* **GIVEN REQUEST**:
Pictures do not belong in the copy. Return all of the entries exactly.

— begin PROVIDED RECORDS —

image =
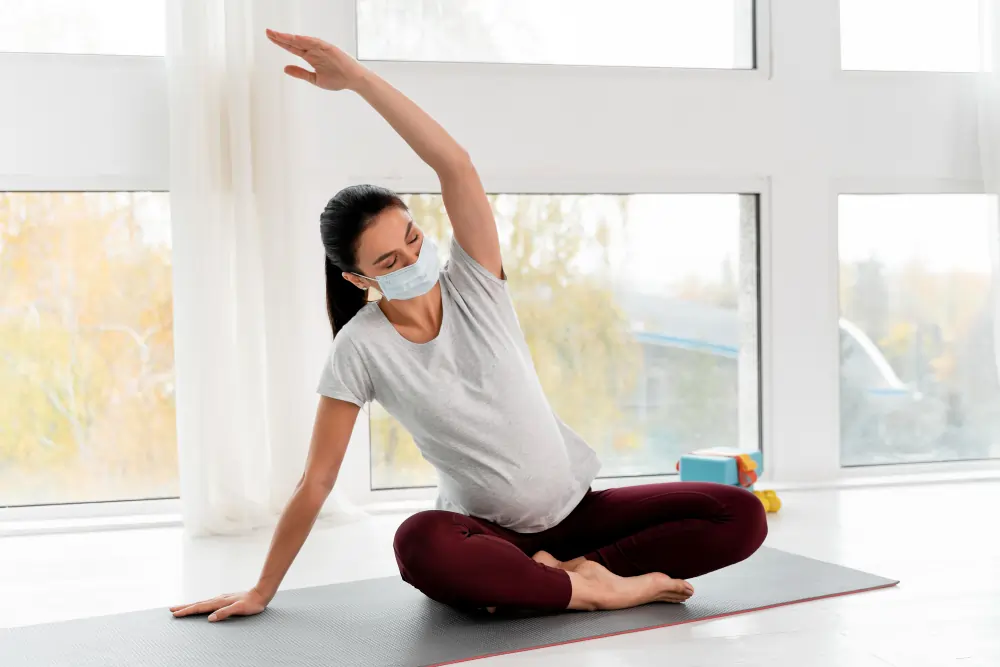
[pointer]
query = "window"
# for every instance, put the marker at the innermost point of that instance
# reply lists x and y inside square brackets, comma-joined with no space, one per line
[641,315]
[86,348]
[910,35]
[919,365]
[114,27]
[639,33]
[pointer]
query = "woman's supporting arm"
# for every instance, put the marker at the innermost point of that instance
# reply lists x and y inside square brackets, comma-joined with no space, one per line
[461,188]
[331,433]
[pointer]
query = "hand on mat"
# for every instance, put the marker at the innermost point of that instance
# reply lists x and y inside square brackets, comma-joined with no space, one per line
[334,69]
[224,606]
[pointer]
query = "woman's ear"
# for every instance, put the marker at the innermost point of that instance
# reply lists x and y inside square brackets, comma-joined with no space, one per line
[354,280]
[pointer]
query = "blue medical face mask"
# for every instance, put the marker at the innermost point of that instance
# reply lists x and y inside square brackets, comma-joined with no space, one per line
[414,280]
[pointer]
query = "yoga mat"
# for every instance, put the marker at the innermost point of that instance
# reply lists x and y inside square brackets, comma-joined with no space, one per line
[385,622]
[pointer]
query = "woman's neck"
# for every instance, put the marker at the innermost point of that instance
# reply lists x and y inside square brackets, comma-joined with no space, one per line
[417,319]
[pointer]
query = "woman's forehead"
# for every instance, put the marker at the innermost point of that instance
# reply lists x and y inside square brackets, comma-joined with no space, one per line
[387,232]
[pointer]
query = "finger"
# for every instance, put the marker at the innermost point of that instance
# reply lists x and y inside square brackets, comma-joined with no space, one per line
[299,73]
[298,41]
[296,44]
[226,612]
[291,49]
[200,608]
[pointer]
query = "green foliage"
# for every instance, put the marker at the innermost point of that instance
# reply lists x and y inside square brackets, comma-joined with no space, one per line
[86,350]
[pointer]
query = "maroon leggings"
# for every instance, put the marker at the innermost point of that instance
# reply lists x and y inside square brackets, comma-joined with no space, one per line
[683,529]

— end PROVIDED RECORDS —

* **WRITTEN ANSWER**:
image =
[pointer]
query = "window"
# for every instance, put the marker at the innermost point of that instance
# reply lists x and y inside square brackets, comma-joined with no space, one per line
[641,315]
[86,348]
[910,35]
[919,365]
[114,27]
[639,33]
[pointer]
query = "woman's supporting arm"
# for every instance, put the marker at the innermost point of that instance
# reply lists x and y inside square brackets, comma-joined with no space, one per line
[461,188]
[331,433]
[pointer]
query = "hand on mat"
# for every instance, put the marker at the innermost point of that instance
# reply lists x and y inside square brackets, comma-joined with no space, one per line
[334,69]
[224,606]
[pointer]
query = "woman's ear"
# for every instance, put the marker at the innermost point of that instance
# reply lists x and y inside square brackets, comma-joined with no space, one per line
[354,280]
[pointer]
query = "blue medical face mask"
# for every instance, put the marker at the innermost point of that instance
# reply lists x and y inside square brackets, comma-joined with no space, one per line
[414,280]
[pointer]
query = "yoga mat"
# for every instance, put the marker at the innermost point of that instance
# reply lists x and y inside square brackets, comma-joined with no space, one per line
[385,622]
[pointer]
query = "woman's neck"
# for every instance, put the marker at the innermost point of that instance
# reply lists x and y inside square brackets, comma-joined with no space, one per line
[417,319]
[pointer]
query = "woman's forehead"
# for every instance, put the marker at the innermost point of that instance
# reply lists x and y inside square brackets, comma-joined with no space, one per line
[387,232]
[pointer]
query = "finger"
# for every instance, put the marker at the innermost point of that instance
# reply lists x and y inside square brackets, comma-joined with no space, one per line
[299,73]
[298,41]
[296,44]
[226,612]
[291,49]
[200,608]
[pointer]
query = "green foliage"
# for every instance, put the marker at the innermost point of that instance
# reply lists x and y inside square brackets, comma-joined with no space, one per line
[86,350]
[pointer]
query = "maroon leggings"
# for every instance, put the marker at the innermost point of that instance
# reply lists x and y inside square brackets, comma-joined with no space, one per line
[683,529]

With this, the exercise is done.